## PROVIDED PASSAGE
Entertainment can sometimes be hard

I'll also be belatedly launching Uncommon at Bookmarks on Tuesday the 27th September, at 6.30pm. The second actual print review of my largely unnoticed diamat book on Pulp is now in the Wire, and very sweet it is. If you would like to review it my email address is adjacent, but here are some online reviews that were very welcome - the wonderfully named Musical Urbanism, a great Hegel-quoting one at Red Mist Reviews, also ...i can stay and Adelle Stripe's Dark Satanic Mills, who also draws welcome attention to Lisa Cradduck's etchings that so enliven the book; Lisa is also offering signed editions of them via Adelle.

## LISTED RECORDS
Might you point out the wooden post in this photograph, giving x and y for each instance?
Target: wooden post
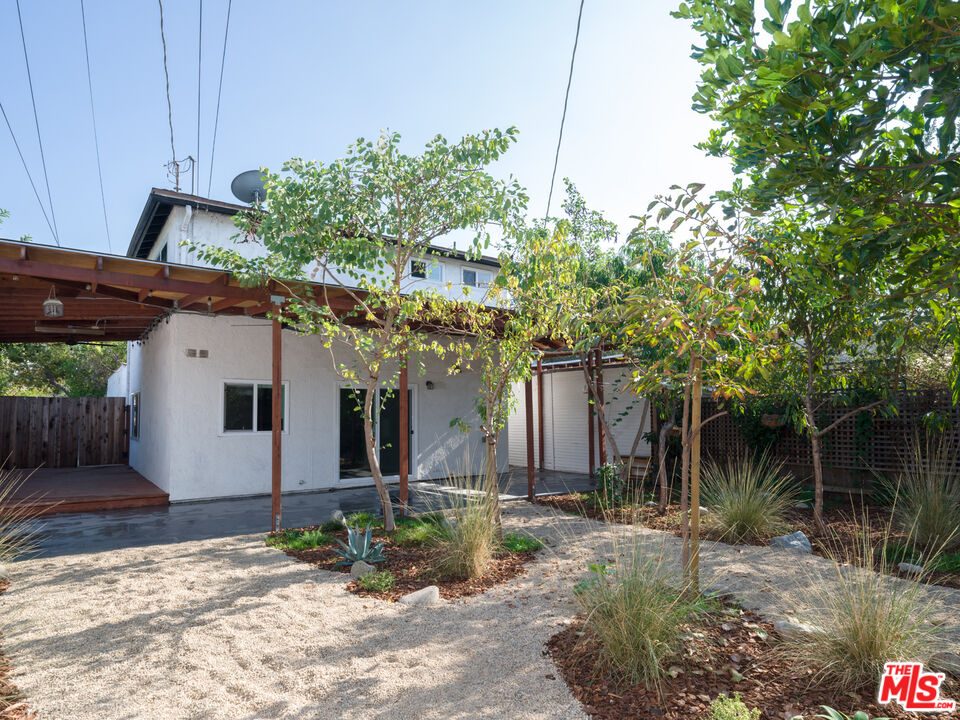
(695, 475)
(404, 435)
(603, 432)
(276, 419)
(528, 402)
(540, 407)
(590, 431)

## PROBLEMS
1) List the sites or blogs named in the post about the Pulp book as hosting online reviews of it.
2) Write what comes next in the post about the Pulp book, starting after its last sentence.

## ANSWERS BY TASK
1)
Musical Urbanism
Red Mist Reviews
...i can stay
Dark Satanic Mills

2)
Here are some of the usual bits and bobs - not much in the way of new writing due to moving house and finishing my PhD (but viva still pending). More at Urban Trawl; a review of a compendious book on Communist Fashion in the current Radical Philosophy; a review of two oddly prescient books on the estates of Hackney, for Icon; see also this. There's also some contributions to anthologies or other people's books which I keep meaning to plug on here: I have a 'modest proposal' for Sheffield in Julie Westerman's lovely Brutalist Speculations and Flights of Fancy; a long essay on Brutalism and Heritage for Regenerating Culture and Society; an essay on the early, good stuff in BDP's self-immortalising Continuous Collective; an interview with the artist on post-Soviet metropolis and wilderness in Ruth Maclennan's monograph Anarcadia; and an expanded version of the Soviet chapter from Militant Modernism (with added material based on, like, actually visiting Russia) is in the excellent Star City - The Future Under Communism. But more, much more than this, I've blurbed Andrew Jordan's very fine HMP Haslar socio-fantasy Bonehead's Utopia, which is essential reading.


5 Comments:
Thanks for the mention Owen, much appreciated.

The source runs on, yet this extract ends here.